*** Begin section ***

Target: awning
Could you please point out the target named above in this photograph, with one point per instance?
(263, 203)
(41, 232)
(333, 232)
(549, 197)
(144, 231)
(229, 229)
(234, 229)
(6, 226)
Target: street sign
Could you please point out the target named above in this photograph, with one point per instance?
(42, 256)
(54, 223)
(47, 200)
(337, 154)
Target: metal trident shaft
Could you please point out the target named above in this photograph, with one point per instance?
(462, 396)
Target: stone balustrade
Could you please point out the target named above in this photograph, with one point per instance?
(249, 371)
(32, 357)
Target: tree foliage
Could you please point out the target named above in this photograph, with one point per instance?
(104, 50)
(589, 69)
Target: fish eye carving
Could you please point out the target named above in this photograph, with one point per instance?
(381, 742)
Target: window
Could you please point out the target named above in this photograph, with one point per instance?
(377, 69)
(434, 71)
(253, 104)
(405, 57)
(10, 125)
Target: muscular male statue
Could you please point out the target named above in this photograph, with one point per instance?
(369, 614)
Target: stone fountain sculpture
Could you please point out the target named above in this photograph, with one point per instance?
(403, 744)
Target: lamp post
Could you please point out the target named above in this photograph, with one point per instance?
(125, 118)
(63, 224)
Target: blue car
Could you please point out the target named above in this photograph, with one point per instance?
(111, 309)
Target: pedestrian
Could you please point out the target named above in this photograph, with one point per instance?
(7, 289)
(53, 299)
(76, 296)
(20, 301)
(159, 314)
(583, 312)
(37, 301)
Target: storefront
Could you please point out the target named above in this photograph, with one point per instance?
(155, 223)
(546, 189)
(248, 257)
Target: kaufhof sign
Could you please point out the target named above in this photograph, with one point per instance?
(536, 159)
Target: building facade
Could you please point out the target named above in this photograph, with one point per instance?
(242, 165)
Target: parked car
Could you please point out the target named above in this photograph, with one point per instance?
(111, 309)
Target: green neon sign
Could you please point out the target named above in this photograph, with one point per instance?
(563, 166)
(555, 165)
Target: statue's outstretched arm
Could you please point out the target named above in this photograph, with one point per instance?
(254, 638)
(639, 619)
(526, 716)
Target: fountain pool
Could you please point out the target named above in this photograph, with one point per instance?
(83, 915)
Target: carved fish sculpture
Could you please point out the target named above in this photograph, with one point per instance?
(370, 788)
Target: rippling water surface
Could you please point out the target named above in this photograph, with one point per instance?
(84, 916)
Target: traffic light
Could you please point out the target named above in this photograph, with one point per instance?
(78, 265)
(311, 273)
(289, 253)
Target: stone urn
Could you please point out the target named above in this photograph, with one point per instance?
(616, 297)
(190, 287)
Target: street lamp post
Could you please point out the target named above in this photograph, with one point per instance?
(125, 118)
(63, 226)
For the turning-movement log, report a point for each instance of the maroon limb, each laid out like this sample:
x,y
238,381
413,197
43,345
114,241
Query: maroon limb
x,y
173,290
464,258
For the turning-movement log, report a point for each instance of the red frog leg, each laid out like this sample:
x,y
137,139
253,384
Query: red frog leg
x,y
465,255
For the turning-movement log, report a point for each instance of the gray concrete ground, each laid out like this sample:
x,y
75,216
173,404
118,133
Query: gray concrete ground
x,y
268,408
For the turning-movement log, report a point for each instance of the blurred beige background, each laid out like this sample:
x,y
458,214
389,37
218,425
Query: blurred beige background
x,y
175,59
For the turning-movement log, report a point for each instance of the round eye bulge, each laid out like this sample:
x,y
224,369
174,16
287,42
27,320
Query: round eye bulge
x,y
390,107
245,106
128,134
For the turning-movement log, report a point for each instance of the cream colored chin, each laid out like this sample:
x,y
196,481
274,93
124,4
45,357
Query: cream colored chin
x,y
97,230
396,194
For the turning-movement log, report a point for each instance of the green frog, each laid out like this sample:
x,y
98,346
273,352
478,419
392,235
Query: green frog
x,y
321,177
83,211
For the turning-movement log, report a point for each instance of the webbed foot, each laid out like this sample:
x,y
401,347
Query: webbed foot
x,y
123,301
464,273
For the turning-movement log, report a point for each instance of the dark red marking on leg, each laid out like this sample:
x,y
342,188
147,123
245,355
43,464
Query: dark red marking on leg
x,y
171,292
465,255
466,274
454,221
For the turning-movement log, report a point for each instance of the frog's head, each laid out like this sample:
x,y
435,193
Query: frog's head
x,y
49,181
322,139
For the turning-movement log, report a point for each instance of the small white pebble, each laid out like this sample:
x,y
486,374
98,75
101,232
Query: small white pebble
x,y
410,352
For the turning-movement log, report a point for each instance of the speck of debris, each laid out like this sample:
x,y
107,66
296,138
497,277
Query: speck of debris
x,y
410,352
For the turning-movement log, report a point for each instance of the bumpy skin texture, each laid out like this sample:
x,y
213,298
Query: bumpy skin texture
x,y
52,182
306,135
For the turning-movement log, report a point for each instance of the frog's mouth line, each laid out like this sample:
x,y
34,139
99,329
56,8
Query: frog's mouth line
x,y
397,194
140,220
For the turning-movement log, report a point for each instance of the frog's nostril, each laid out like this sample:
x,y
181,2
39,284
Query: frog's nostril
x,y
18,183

*** End section ***

**Work to complete:** Reproduce, exactly, all the lines shown above.

**Response to this task:**
Target: awning
Could you please point out the target named above in this photograph, with one point per instance?
(263, 203)
(41, 232)
(333, 232)
(549, 197)
(144, 231)
(229, 229)
(234, 229)
(6, 226)
Target: street sign
Could you please point out the target named above in this photograph, with one point per instance?
(42, 256)
(54, 223)
(47, 200)
(337, 154)
Target: metal trident shaft
Could you please point out the target named above in this photograph, with one point per instance?
(462, 396)
Target: stone balustrade
Could you please point out the target named above in this photograph, with one point per instance?
(249, 371)
(32, 357)
Target: tree foliage
Could you please point out the target named above in this photograph, with one point per instance?
(104, 50)
(589, 69)
Target: fish eye carving
Could you please point out the target named above in this photograph, with one point per instance?
(381, 742)
Target: window
Could you please point out the target named above in this photograph, with one point per instance?
(377, 69)
(434, 71)
(253, 104)
(405, 57)
(10, 125)
Target: muscular male statue
Could you please point out the target named above in this photograph, with one point per instance?
(369, 614)
Target: stone fountain sculpture
Could you please point out the target named above in this photograph, with one point per instance?
(403, 744)
Target: lamp post
Could you please point out the target named above in this photograph, with one point per instance?
(125, 118)
(63, 224)
Target: blue car
Could you please point out the target named above in this photograph, with one point per instance?
(111, 309)
Target: pedestrian
Could you please point out the target named above in this photograph, with one point per instance?
(7, 289)
(53, 299)
(76, 296)
(20, 301)
(159, 314)
(583, 312)
(37, 301)
Target: storefront
Could you please point out the target named above in this photograph, with one point per instance?
(155, 223)
(546, 189)
(248, 257)
Target: kaufhof sign
Could you please point out the target named above in this photograph, with one point per instance?
(536, 159)
Target: building facade
Could you please point out the target named above in this photograph, with one point per instance?
(242, 165)
Target: parked car
Could you please point out the target named above in this photograph, with one point per instance?
(111, 309)
Target: green neon sign
Could you please point out the target named above in this photograph, with one point per instance?
(563, 166)
(555, 165)
Target: statue's outstretched arm
Could you please point out the target named above in this photograph, with one point per instance?
(254, 638)
(639, 619)
(526, 716)
Target: fountain pool
Could you please point out the target named above in this photograph, with one point per instance?
(83, 915)
Target: carved fish sculpture
Could you please point out the target named above in this photograph, with one point per instance?
(370, 788)
Target: rippling water surface
Could you please point out the target named above in this photograph, with one point per instance?
(84, 916)
Target: traffic light
Could you please point out the target named above in this photograph, with one point per instance?
(78, 265)
(311, 273)
(289, 253)
Target: stone urn
Could you please point out the target named above in this photograph, with one point per instance?
(616, 297)
(190, 287)
Target: street lamp post
Could you please point out the target named above in this photograph, with one point per instance?
(125, 118)
(63, 226)
For the turning-movement log, report a point for each instance of the maroon limb, each laid out like this sample:
x,y
238,381
413,197
43,345
114,241
Query: maroon limb
x,y
173,290
464,258
For the turning-movement log, report a point for each instance of the red frog leg, each laid out like this sample:
x,y
137,139
253,384
Query: red frog leg
x,y
465,255
For the turning-movement log, report a point for each instance of the gray concrete ground, each laid out like this sample:
x,y
75,216
173,404
118,133
Query: gray concrete ground
x,y
268,408
For the turning-movement log, report a point for each instance of the blurred beige background, each laid out like this sample:
x,y
458,214
389,37
218,425
Query: blurred beige background
x,y
175,59
For the turning-movement log, report a point for each instance of the round eye bulge, each laid out like this sample:
x,y
224,369
174,16
287,42
27,320
Query: round eye bulge
x,y
390,107
245,106
128,134
For the turning-movement log, report a point for each instance of the cream colored chin, each laid out like this sample:
x,y
196,481
274,93
124,4
45,357
Query: cream colored chin
x,y
97,230
396,194
For the turning-movement log, report a point for each instance of the green frog, each laid out like this sample:
x,y
98,346
273,352
478,419
392,235
Query: green frog
x,y
321,177
83,211
For the turning-movement log, report a point for each instance of the webbed foot, each laid out like this sample:
x,y
401,347
Query: webbed foot
x,y
123,301
464,273
For the turning-movement log, report a point for each instance of the dark red marking on leg, each laid out like this sample:
x,y
342,188
147,123
245,355
43,464
Query: dark red marking on leg
x,y
171,292
465,255
466,274
454,221
For the turning-movement log, report a point for each instance of the frog's head, each laid out like this sample:
x,y
435,193
Query: frog's head
x,y
49,181
322,139
For the turning-movement log, report a point for each instance of the small white pebble, each laid out like this sample:
x,y
486,374
98,75
101,232
Query: small white pebble
x,y
410,352
For the turning-movement log, report a point for each instance of the speck of debris, each laid out like this sample:
x,y
107,66
296,138
497,277
Query: speck of debris
x,y
410,352
For the turning-movement log, report a point for each instance of the bumpy skin texture, each laid out like this sample:
x,y
213,298
Query: bumpy skin texture
x,y
52,182
306,135
For the turning-movement log, report a point for each instance of the frog's mouth line, each laid out like this sample:
x,y
34,139
99,329
56,8
Query: frog's mouth line
x,y
397,194
140,220
For the turning-movement log, report a point for each instance of the frog's nostril, each laid out like this sample:
x,y
181,2
39,284
Query: frog's nostril
x,y
18,183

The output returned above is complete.